- [RECORDS FOR THE EXERCISE]:
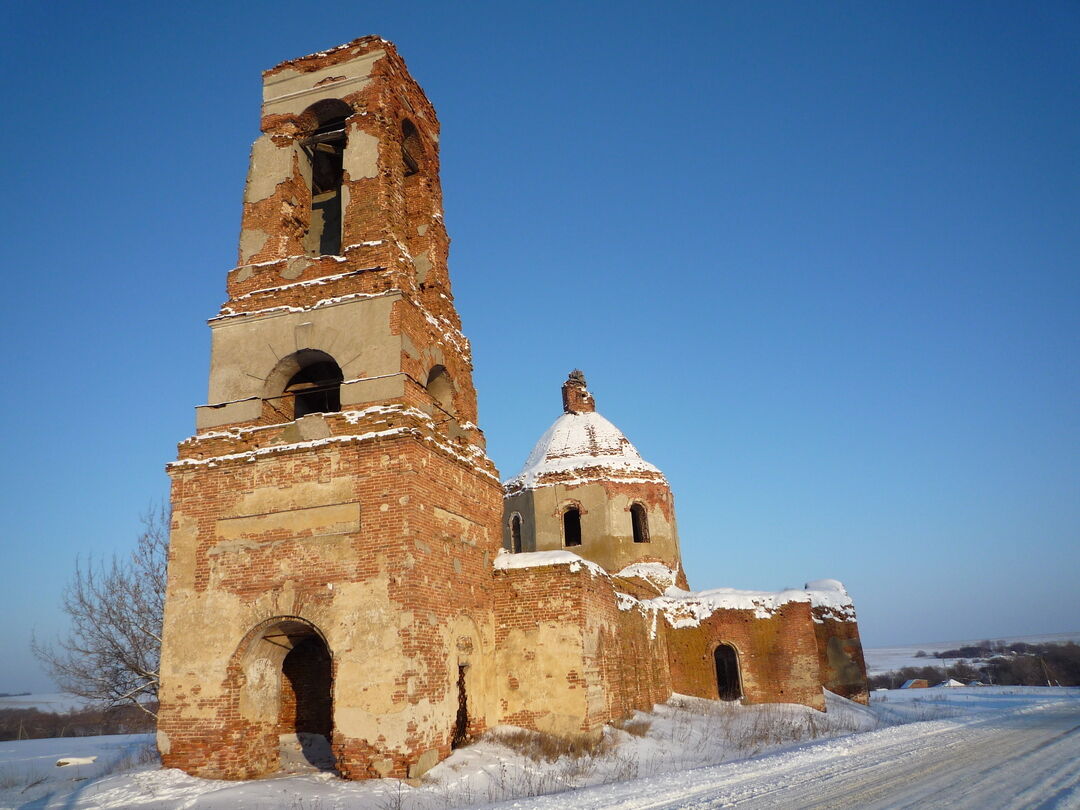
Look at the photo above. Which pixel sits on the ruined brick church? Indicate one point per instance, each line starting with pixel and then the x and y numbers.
pixel 345 563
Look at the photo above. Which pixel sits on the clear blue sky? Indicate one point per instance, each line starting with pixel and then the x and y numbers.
pixel 818 260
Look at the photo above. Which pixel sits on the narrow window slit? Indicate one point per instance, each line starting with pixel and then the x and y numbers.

- [TASK DESCRIPTION]: Copy every line of the records above word for word, but leave out the pictures.

- [WRITTEN RESPONSE]:
Look at the photo above. Which pixel sits on the ruined brick church? Indicate one point per instance, each line starting with pixel and then the x and y numbers.
pixel 345 563
Look at the photo above. Which pixel sits on the clear blue sky? Indicate one point per instance, each line starting with pixel and then the x and y numbers.
pixel 818 260
Look at the photo above. Which pixel sits on the narrow window slit? Indicate one point per instance, each line starting with pixel and then the x and y numbers.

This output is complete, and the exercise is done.